Exercise requirements: Pull out each line in the entries below that contains the string "clicks". Letter case counts.

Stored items
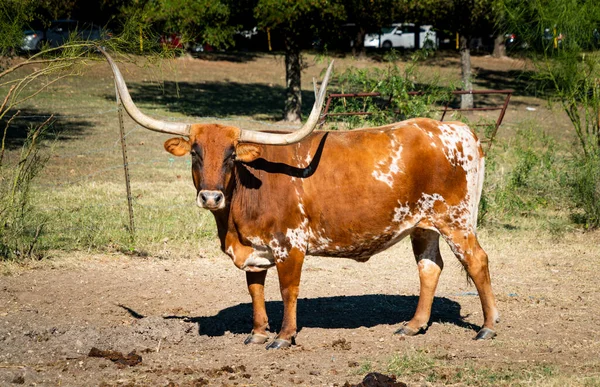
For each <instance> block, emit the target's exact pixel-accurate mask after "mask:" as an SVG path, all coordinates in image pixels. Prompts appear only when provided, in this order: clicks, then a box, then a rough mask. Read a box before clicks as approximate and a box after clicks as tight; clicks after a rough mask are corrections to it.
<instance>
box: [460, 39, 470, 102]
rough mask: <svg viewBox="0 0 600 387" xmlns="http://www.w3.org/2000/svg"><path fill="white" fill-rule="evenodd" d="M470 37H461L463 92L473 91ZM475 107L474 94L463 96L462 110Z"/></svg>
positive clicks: (460, 54) (460, 43)
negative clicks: (471, 70)
mask: <svg viewBox="0 0 600 387" xmlns="http://www.w3.org/2000/svg"><path fill="white" fill-rule="evenodd" d="M469 40H470V39H469V37H468V36H465V35H461V36H460V68H461V80H462V84H463V90H473V84H472V83H471V51H470V50H469ZM472 107H473V94H462V95H461V98H460V108H461V109H470V108H472Z"/></svg>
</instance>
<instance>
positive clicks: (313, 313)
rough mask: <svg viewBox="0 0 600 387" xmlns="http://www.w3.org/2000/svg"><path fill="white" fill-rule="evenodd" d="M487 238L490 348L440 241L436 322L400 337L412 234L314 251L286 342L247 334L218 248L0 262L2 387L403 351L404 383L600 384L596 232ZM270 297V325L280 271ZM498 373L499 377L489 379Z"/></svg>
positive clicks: (236, 296) (156, 379)
mask: <svg viewBox="0 0 600 387" xmlns="http://www.w3.org/2000/svg"><path fill="white" fill-rule="evenodd" d="M481 239H482V244H483V245H484V247H485V248H486V250H487V251H488V253H489V255H490V260H491V273H492V281H493V286H494V291H495V294H496V297H497V300H498V304H499V309H500V311H501V315H502V322H501V323H500V324H499V325H498V336H497V337H496V338H495V339H493V340H490V341H484V342H475V341H473V340H472V338H473V337H474V335H475V333H476V331H477V329H478V327H479V324H481V323H482V314H481V307H480V303H479V300H478V297H477V296H476V292H475V289H474V287H472V286H470V285H468V284H467V282H466V280H465V277H464V273H463V272H461V269H460V265H459V264H458V262H457V261H456V259H455V258H454V257H453V256H452V255H451V253H450V252H449V250H448V249H447V248H445V249H444V250H443V251H442V254H443V256H444V258H445V261H446V267H445V269H444V273H443V274H442V279H441V281H440V286H439V288H438V291H437V297H436V300H435V303H434V312H433V316H432V320H431V326H430V327H429V329H428V331H427V332H426V333H425V334H423V335H419V336H417V337H411V338H404V337H399V336H396V335H394V334H393V333H394V331H395V329H396V328H397V327H398V325H399V323H400V322H402V321H404V320H406V319H409V318H410V317H411V315H412V312H413V311H414V308H415V306H416V301H417V298H416V295H417V294H418V276H417V270H416V266H415V264H414V260H413V258H412V253H411V251H410V243H408V241H406V240H405V241H403V242H401V243H399V244H398V245H396V246H395V247H393V248H391V249H390V250H388V251H386V252H384V253H381V254H379V255H377V256H375V257H373V258H372V259H371V260H370V261H369V262H367V263H356V262H354V261H351V260H345V259H330V258H329V259H327V258H318V257H308V258H307V260H306V263H305V267H304V272H303V278H302V284H301V295H300V301H299V307H298V308H299V326H300V331H299V334H298V337H297V345H296V346H294V347H292V348H291V349H287V350H279V351H267V350H265V348H264V346H263V345H244V344H243V341H244V338H245V336H246V334H247V333H248V332H249V330H250V329H251V306H250V303H249V301H250V299H249V296H248V294H247V291H246V287H245V279H244V274H243V273H242V272H241V271H239V270H238V269H236V268H235V267H234V266H233V264H232V263H231V262H229V259H228V258H227V257H225V256H224V255H222V254H219V253H217V252H215V253H214V254H210V253H205V254H203V255H202V256H199V257H197V258H194V259H169V260H160V259H157V258H142V257H131V256H123V255H89V254H83V253H82V254H77V253H75V254H65V255H64V256H58V257H56V258H54V259H52V260H47V261H45V262H42V263H37V264H31V265H29V266H25V267H23V266H18V267H17V266H13V265H8V264H4V266H3V271H4V275H2V276H1V277H0V348H1V350H0V385H15V384H25V385H37V386H40V385H41V386H58V385H60V386H149V385H156V386H167V385H170V386H202V385H217V386H220V385H223V386H236V385H237V386H287V385H302V386H336V385H337V386H343V385H345V384H346V383H347V384H346V385H355V384H359V383H360V382H361V381H362V380H363V378H364V377H365V376H366V375H367V374H368V373H369V372H371V371H377V372H381V373H382V374H385V373H386V371H388V370H389V364H390V361H391V360H392V359H393V358H394V357H396V358H398V357H400V358H401V359H405V360H406V361H407V362H410V361H411V360H412V363H415V359H416V360H419V359H420V360H421V361H422V363H423V364H424V366H421V368H419V366H417V365H415V364H412V365H410V364H409V365H408V368H407V369H406V370H405V373H404V374H403V375H399V376H398V382H403V383H407V384H408V385H418V386H420V385H448V384H455V385H463V384H488V385H496V384H505V385H512V384H518V383H520V384H527V385H532V384H533V385H584V384H587V385H597V384H596V383H598V382H599V381H600V379H599V375H600V333H599V331H598V329H597V327H598V325H599V324H600V317H599V316H598V305H600V296H599V294H600V293H599V291H600V285H599V282H598V280H597V273H596V272H595V270H594V269H593V268H594V267H596V266H597V263H598V262H599V261H600V244H598V240H600V234H598V233H587V234H569V235H563V236H553V237H551V236H547V237H540V236H539V235H525V234H524V233H519V232H514V231H495V232H492V233H490V232H488V231H486V230H483V232H482V235H481ZM215 247H216V245H215V246H207V250H206V251H216V250H215V249H214V248H215ZM266 291H267V294H266V297H267V302H268V311H269V317H270V321H271V328H272V331H274V332H275V331H277V329H278V327H279V324H280V320H281V314H282V304H281V302H280V296H279V294H278V286H277V283H276V275H275V273H270V274H269V276H268V279H267V286H266ZM93 348H96V349H97V350H93V351H92V349H93ZM90 351H92V352H94V351H95V352H97V354H100V355H103V354H104V355H106V356H105V357H92V356H89V355H90V354H93V353H90ZM99 351H118V352H120V353H121V354H122V355H123V357H122V358H118V357H113V361H111V360H109V359H107V358H110V357H111V356H110V355H111V354H110V353H108V354H107V353H102V352H99ZM133 351H135V354H132V352H133ZM128 355H130V356H128ZM135 355H139V356H141V359H140V358H139V357H136V356H135ZM139 360H141V362H139ZM411 367H412V368H411ZM467 371H468V372H470V375H471V378H470V379H465V377H466V376H465V375H467ZM490 373H491V374H492V375H502V377H503V378H504V379H500V380H497V383H494V382H493V381H494V379H493V378H492V379H489V377H488V378H487V379H486V378H485V377H484V378H483V379H481V376H482V375H484V376H485V375H490ZM539 373H541V374H539ZM461 375H463V376H461ZM478 375H479V377H480V378H479V379H477V376H478ZM511 375H512V376H511ZM523 375H525V379H523V378H524V376H523ZM590 378H591V379H590ZM490 380H491V382H492V383H491V384H490ZM590 383H591V384H590ZM369 385H378V384H369ZM379 385H384V384H379ZM389 385H390V386H391V385H393V384H389ZM396 385H401V384H399V383H398V384H396Z"/></svg>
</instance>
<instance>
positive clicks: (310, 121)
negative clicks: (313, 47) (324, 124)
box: [240, 61, 333, 145]
mask: <svg viewBox="0 0 600 387" xmlns="http://www.w3.org/2000/svg"><path fill="white" fill-rule="evenodd" d="M332 69H333V61H331V64H330V65H329V67H328V68H327V72H326V73H325V77H324V78H323V82H322V83H321V88H320V89H319V93H318V94H317V93H315V97H316V99H315V104H314V105H313V108H312V111H311V112H310V116H308V120H306V123H305V124H304V125H303V126H302V128H300V129H299V130H297V131H295V132H292V133H286V134H277V133H265V132H255V131H251V130H242V132H241V134H240V141H242V142H253V143H255V144H268V145H286V144H293V143H296V142H298V141H301V140H302V139H303V138H305V137H306V136H308V135H309V134H310V133H311V132H312V131H313V130H314V129H315V128H316V126H317V123H318V122H319V118H320V117H321V109H322V108H323V102H325V95H326V93H327V83H329V76H330V75H331V70H332ZM315 89H316V85H315Z"/></svg>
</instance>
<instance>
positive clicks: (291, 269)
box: [267, 248, 304, 349]
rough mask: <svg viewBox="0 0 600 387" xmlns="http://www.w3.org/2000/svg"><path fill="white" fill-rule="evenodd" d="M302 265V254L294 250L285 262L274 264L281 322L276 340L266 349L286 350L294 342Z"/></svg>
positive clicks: (290, 252)
mask: <svg viewBox="0 0 600 387" xmlns="http://www.w3.org/2000/svg"><path fill="white" fill-rule="evenodd" d="M303 263H304V253H302V252H300V251H299V250H297V249H295V248H294V249H292V250H291V251H290V254H289V256H288V257H287V258H286V259H285V260H283V261H280V262H277V264H276V266H277V274H278V275H279V289H280V290H281V298H282V299H283V322H282V323H281V330H280V331H279V334H278V335H277V338H276V339H275V340H274V341H273V342H272V343H271V344H269V345H268V346H267V349H278V348H287V347H289V346H291V345H292V344H293V342H294V339H295V337H296V329H297V325H296V306H297V303H298V293H299V290H300V275H301V272H302V264H303Z"/></svg>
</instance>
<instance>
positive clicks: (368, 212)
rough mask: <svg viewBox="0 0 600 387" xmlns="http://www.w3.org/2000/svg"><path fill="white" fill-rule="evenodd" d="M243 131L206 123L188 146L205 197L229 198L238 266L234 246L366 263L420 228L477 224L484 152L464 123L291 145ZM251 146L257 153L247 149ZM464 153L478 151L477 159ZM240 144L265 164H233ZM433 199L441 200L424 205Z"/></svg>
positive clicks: (231, 243)
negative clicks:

Final answer:
For each <instance> block, emit the target's exact pixel-accurate mask after "mask:" as an SVG path, all coordinates in image pixels. Prompts appear only when provided, in this order: clicks, then a box, then a rough mask. Read a box before clicks as approximate and a box after clicks as tight; clicks after a rough mask are corrections to it.
positive clicks: (460, 54) (460, 43)
negative clicks: (471, 70)
positive clicks: (313, 313)
positive clicks: (236, 296) (156, 379)
positive clicks: (310, 121)
negative clicks: (313, 47) (324, 124)
positive clicks: (291, 269)
positive clicks: (290, 252)
positive clicks: (368, 212)
positive clicks: (231, 243)
negative clicks:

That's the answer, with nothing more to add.